> **AIM OF THE EXERCISE**
Copy every line of the data below, word for word and in the same order.

> **PROVIDED DATA**

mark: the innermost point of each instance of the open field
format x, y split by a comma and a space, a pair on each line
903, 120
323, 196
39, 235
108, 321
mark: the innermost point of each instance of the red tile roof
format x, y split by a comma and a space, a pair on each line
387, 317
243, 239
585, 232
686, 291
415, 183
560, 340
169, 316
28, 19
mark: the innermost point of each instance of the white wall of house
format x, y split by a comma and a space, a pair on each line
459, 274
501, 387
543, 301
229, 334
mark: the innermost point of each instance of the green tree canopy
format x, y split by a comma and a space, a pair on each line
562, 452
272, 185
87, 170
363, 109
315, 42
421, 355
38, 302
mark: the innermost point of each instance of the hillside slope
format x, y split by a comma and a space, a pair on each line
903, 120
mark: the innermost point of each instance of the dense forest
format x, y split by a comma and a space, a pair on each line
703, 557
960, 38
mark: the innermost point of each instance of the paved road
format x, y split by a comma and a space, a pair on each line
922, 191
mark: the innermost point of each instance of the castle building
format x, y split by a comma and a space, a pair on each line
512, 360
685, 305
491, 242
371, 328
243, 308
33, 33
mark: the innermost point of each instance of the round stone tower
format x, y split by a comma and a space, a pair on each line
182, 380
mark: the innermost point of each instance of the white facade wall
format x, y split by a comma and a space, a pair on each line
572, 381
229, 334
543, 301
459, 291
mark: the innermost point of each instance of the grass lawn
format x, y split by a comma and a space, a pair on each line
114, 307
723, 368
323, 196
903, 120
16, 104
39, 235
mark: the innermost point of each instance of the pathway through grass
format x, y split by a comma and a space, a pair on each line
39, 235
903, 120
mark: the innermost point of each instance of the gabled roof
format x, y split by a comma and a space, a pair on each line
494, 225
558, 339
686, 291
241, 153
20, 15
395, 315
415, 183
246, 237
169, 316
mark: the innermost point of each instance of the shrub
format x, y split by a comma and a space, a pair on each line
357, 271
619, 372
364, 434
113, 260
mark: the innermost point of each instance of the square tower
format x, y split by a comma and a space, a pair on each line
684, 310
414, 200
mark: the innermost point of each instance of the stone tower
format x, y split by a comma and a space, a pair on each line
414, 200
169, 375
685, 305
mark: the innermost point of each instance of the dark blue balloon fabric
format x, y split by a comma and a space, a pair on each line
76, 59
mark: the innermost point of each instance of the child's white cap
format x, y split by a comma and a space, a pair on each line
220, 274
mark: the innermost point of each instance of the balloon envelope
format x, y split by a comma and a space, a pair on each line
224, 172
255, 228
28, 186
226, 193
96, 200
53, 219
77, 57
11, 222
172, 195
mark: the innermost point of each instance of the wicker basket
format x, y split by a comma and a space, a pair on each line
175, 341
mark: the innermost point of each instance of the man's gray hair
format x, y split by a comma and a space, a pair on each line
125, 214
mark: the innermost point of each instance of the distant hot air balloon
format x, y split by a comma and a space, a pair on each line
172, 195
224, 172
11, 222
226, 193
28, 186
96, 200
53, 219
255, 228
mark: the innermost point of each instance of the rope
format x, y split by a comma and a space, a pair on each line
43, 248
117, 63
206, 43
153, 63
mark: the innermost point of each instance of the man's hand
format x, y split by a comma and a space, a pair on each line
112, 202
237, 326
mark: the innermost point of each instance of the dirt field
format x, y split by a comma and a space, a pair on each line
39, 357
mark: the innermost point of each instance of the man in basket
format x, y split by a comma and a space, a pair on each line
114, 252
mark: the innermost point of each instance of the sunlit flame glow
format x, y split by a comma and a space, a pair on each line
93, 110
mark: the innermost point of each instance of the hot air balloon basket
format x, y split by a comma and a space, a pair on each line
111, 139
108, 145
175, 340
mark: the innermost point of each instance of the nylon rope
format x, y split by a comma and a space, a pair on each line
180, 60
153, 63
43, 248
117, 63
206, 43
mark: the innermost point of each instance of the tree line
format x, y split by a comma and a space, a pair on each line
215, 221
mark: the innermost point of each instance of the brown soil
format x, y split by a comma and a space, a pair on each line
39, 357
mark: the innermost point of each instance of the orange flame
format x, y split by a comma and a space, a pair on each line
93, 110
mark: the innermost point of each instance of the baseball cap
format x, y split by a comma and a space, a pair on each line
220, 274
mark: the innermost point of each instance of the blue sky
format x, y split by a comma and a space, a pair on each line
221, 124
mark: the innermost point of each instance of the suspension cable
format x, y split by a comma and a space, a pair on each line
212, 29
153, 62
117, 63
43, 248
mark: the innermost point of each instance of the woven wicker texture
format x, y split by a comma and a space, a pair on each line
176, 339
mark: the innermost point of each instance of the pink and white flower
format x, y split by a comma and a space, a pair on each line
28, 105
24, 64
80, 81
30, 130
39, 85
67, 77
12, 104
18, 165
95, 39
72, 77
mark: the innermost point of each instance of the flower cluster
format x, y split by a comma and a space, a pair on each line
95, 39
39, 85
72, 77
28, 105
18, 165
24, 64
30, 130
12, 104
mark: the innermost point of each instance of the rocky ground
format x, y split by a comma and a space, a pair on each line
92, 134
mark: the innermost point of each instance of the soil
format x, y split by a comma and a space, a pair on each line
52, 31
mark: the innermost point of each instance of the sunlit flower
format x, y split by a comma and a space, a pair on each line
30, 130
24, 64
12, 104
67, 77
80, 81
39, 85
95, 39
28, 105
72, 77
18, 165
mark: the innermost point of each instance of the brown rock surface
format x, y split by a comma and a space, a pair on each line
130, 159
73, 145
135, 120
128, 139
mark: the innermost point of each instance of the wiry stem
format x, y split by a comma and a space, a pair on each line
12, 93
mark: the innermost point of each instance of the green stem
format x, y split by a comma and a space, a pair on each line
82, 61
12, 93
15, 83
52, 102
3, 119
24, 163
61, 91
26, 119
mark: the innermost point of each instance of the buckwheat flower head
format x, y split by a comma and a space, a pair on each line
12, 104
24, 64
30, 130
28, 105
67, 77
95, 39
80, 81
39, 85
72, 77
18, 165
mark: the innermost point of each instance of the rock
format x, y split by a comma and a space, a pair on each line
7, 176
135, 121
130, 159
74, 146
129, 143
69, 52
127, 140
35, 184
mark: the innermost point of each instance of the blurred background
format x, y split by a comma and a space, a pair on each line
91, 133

> **TASK RESPONSE**
mark: the innermost point of each instance of the open field
format x, y split by a comma and a space, a pair on each line
903, 120
323, 196
39, 235
108, 321
mark: the innermost point of each instance of the red tile roof
format x, y split by a comma and a space, a pair on each line
387, 317
243, 239
585, 232
686, 291
415, 183
560, 340
169, 316
28, 19
mark: the innermost point of each instance of the white wall of house
format x, y split by a comma and a space, a pair on each line
459, 274
501, 387
543, 301
229, 334
mark: the innermost point of each instance of the green tree canopy
format x, y split by a comma and a space, a pair on each line
562, 452
272, 185
87, 170
363, 109
315, 42
421, 355
38, 302
mark: the innermost point of each instance of the hillside slope
format x, y split by a comma and a space, a pair on each line
903, 120
mark: the innermost point of each instance of the dense forest
format x, y split by a comma and a space, a pair on each line
703, 557
960, 38
mark: the innermost point of each instance of the paved road
format x, y split by a comma and a space, a pair on each line
922, 191
mark: the innermost point of each instance of the castle building
format x, y split by a comma and a space, a pair on each line
512, 360
685, 305
491, 242
371, 328
243, 308
33, 33
mark: the innermost point of each instance of the round stone tower
format x, y split by a comma and a space, a pair on each line
182, 380
mark: the innermost point of each instance of the white facade wall
format x, y split by a comma and a space, a pair on each line
572, 381
229, 334
543, 301
459, 291
mark: the innermost point of each instance of the grass lawn
format x, y split by a comma and a space, a pair on each line
114, 307
723, 368
323, 196
903, 120
16, 104
39, 235
mark: the innermost point of each instance of the pathway through grass
format x, y split by a comma and a space, a pair on each line
39, 235
903, 120
mark: the innermost point of each instance of the gabled roof
format x, y split by a comma and a space, a pair on each line
494, 225
558, 339
686, 291
241, 153
20, 15
395, 315
415, 183
246, 237
169, 316
mark: the innermost point of each instance of the shrub
format x, y split by a comma and a space, a pair on each line
357, 271
619, 372
364, 434
113, 260
mark: the innermost point of each instance of the square tower
format x, y split by a comma and a space, a pair on each line
684, 310
414, 200
mark: the innermost point of each instance of the stone tower
format x, y split by a comma and a space, a pair on each line
414, 200
169, 375
685, 305
mark: the innermost point of each instance of the dark blue balloon fabric
format x, y split by a comma and a space, a pair on each line
76, 59
mark: the innermost point of each instance of the child's white cap
format x, y split by a comma and a space, a pair on each line
220, 274
mark: the innermost point of each instance of the balloon envelope
format x, y split by a comma and a space, a pair on each line
224, 172
255, 228
28, 186
226, 193
96, 200
53, 219
77, 57
11, 222
172, 195
mark: the innermost point of each instance of the wicker basket
format x, y split by a comma and a space, a pair on each line
175, 341
mark: the innermost point of each instance of the man's gray hair
format x, y split by a comma and a space, a pair on each line
125, 214
mark: the innermost point of each instance of the distant hot air balloon
format x, y split by a comma and a space, a pair on each line
172, 195
224, 172
11, 222
226, 193
28, 186
96, 200
53, 219
255, 228
mark: the innermost point of each instance of the rope
format x, y split by a comma and a space, a pair on each line
43, 248
117, 63
206, 43
153, 63
mark: the innermost point of each instance of the man's hand
format x, y split by a comma and a space, a pair on each line
112, 202
237, 326
mark: the innermost point of each instance of the dirt field
format x, y split by a comma and a space, a pair on each line
39, 357
mark: the innermost point of each instance of the man in basket
format x, y split by a comma and a space, a pair on each line
114, 252
mark: the innermost point of each instance of the sunlit flame glow
format x, y split by a comma and a space, a pair on each line
93, 110
mark: the innermost point of each instance of the hot air balloon basket
format x, y split by a comma and a space, a pair on each line
111, 139
108, 145
175, 340
mark: the innermost point of each instance of the nylon rope
format x, y split by a comma and a space, a pair on each line
180, 60
153, 63
43, 248
117, 63
206, 43
mark: the innermost point of each instance of the tree line
format x, y split by a comma and a space, a pair on each line
215, 221
mark: the innermost point of each instance of the brown soil
format x, y split by a comma and a space, a pair on each line
39, 357
mark: the innermost point of each instance of the orange flame
format x, y split by a comma and a space, a pair on each line
93, 110
mark: the innermost point of each instance of the baseball cap
format x, y split by a comma and a space, a pair on each line
220, 274
mark: the innermost point of each instance of the blue sky
format x, y split by a comma and a space, a pair on each line
221, 124
mark: the innermost point of each instance of the suspension cable
format x, y split by a comma and a space, a pair on each line
212, 29
153, 62
117, 63
43, 248
mark: the innermost point of each instance of the woven wicker texture
format x, y split by a comma and a space, a pair on each line
176, 339
mark: the innermost point of each instance of the pink and white flower
format x, y split by a comma and a space, a pair on each line
28, 105
24, 64
80, 81
30, 130
39, 85
67, 77
12, 104
18, 165
95, 39
72, 77
mark: the innermost point of each instance of the flower cluster
format x, y split by a comma and a space, a pair on each line
95, 39
39, 85
72, 77
28, 105
18, 165
24, 64
30, 130
12, 104
mark: the innermost point of each instance of the rocky ground
format x, y split by a comma and a space, a pair on each line
92, 134
mark: the innermost point of each instance of the soil
format x, y split by a comma and a space, a pair on each line
52, 31
mark: the innermost point of each instance of the sunlit flower
format x, y split by a comma and a space, a pair on each line
30, 130
24, 64
12, 104
67, 77
80, 81
39, 85
95, 39
28, 105
72, 77
18, 165
mark: the innermost point of each instance of the brown rock surface
format x, y split by a comma and a space, a pair on each line
130, 159
73, 145
135, 120
128, 139
mark: the innermost point of each instance of the wiry stem
format x, y split by a comma and a space, a pair on each line
12, 93
mark: the innermost point of each instance of the green stem
format x, y split by a comma and a space, a pair on each line
82, 61
12, 93
15, 83
52, 102
3, 119
24, 163
61, 91
26, 119
mark: the innermost point of each instance of the buckwheat flower head
format x, y split by a comma and a space, a pair on each line
12, 104
24, 64
30, 130
28, 105
67, 77
95, 39
80, 81
39, 85
72, 77
18, 165
mark: the innermost point of each instance of the rock
format x, y split by a comma and a space, a pair on each line
7, 176
135, 121
130, 159
74, 146
129, 143
69, 52
127, 140
35, 184
mark: the innermost point of each instance of the blurred background
format x, y split by a comma and a space, a pair on each line
91, 133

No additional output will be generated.